*WHAT THIS TASK INVOLVES*: What follows is a block of records; restate each one word for word.
— Begin PROVIDED ENTRIES —
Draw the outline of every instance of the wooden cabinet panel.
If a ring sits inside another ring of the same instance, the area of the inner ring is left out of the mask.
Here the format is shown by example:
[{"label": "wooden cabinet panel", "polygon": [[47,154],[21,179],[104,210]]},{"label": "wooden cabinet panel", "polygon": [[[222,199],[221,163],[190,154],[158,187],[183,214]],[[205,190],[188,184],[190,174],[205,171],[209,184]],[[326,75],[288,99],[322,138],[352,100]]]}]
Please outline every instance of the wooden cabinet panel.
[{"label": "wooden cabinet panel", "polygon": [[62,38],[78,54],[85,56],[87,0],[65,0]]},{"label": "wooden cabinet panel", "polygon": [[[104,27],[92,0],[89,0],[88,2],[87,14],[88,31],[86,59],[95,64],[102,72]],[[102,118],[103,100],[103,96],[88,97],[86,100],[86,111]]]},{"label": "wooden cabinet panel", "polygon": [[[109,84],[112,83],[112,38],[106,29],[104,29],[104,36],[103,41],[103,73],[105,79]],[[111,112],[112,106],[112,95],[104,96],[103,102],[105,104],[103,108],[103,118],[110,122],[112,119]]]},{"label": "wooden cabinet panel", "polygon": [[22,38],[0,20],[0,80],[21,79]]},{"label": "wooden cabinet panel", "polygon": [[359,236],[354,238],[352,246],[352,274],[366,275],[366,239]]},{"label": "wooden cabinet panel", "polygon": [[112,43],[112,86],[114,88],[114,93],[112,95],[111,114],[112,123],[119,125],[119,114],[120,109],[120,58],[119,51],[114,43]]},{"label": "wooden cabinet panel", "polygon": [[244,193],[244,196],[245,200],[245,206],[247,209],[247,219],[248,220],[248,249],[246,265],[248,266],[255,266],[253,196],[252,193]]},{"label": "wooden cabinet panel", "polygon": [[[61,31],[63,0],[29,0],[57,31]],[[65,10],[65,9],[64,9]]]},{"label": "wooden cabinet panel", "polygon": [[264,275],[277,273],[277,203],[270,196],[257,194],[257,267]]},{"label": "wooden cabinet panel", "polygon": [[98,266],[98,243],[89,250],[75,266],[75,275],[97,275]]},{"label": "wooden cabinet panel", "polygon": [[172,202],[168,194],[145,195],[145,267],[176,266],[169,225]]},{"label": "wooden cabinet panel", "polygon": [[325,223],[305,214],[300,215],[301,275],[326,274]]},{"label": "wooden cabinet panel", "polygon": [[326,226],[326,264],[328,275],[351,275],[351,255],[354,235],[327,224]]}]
— End PROVIDED ENTRIES —
*EXPECTED OUTPUT*:
Draw the outline of every instance of the wooden cabinet panel.
If a ring sits inside another ring of the same instance, the area of the inner ring is left out of the mask.
Here the format is shown by example:
[{"label": "wooden cabinet panel", "polygon": [[47,154],[21,179],[104,210]]},{"label": "wooden cabinet panel", "polygon": [[[222,199],[221,163],[190,154],[158,187],[183,214]],[[205,190],[188,184],[190,174],[205,171],[209,184]],[[326,75],[288,99],[322,138],[352,100]]]}]
Please outline every instance of the wooden cabinet panel.
[{"label": "wooden cabinet panel", "polygon": [[62,38],[78,54],[85,56],[87,0],[65,0]]},{"label": "wooden cabinet panel", "polygon": [[[104,27],[92,0],[89,0],[88,2],[87,14],[88,31],[86,59],[95,64],[102,72]],[[102,118],[103,100],[103,96],[88,97],[86,100],[86,111]]]},{"label": "wooden cabinet panel", "polygon": [[[109,84],[112,83],[112,38],[106,29],[104,29],[104,36],[103,41],[103,73],[105,79]],[[111,112],[112,106],[112,95],[104,96],[103,102],[105,104],[103,108],[103,118],[110,122],[112,119]]]},{"label": "wooden cabinet panel", "polygon": [[22,38],[0,20],[0,80],[21,79]]},{"label": "wooden cabinet panel", "polygon": [[359,236],[354,238],[352,246],[352,274],[366,275],[366,239]]},{"label": "wooden cabinet panel", "polygon": [[112,43],[112,86],[114,88],[114,93],[112,95],[111,114],[112,123],[119,125],[119,114],[120,109],[120,58],[119,51],[114,43]]},{"label": "wooden cabinet panel", "polygon": [[244,193],[244,196],[245,200],[245,206],[247,209],[247,219],[248,220],[248,249],[246,265],[248,266],[255,266],[253,196],[252,193]]},{"label": "wooden cabinet panel", "polygon": [[[61,31],[63,0],[29,0],[57,31]],[[65,10],[65,9],[64,9]]]},{"label": "wooden cabinet panel", "polygon": [[264,275],[277,273],[277,203],[270,196],[257,194],[257,267]]},{"label": "wooden cabinet panel", "polygon": [[98,266],[98,243],[89,250],[75,266],[75,275],[97,275]]},{"label": "wooden cabinet panel", "polygon": [[172,202],[168,194],[145,195],[145,267],[176,266],[169,225]]},{"label": "wooden cabinet panel", "polygon": [[325,223],[305,214],[300,215],[301,275],[326,274]]},{"label": "wooden cabinet panel", "polygon": [[326,226],[326,264],[328,275],[351,275],[351,255],[354,235],[327,224]]}]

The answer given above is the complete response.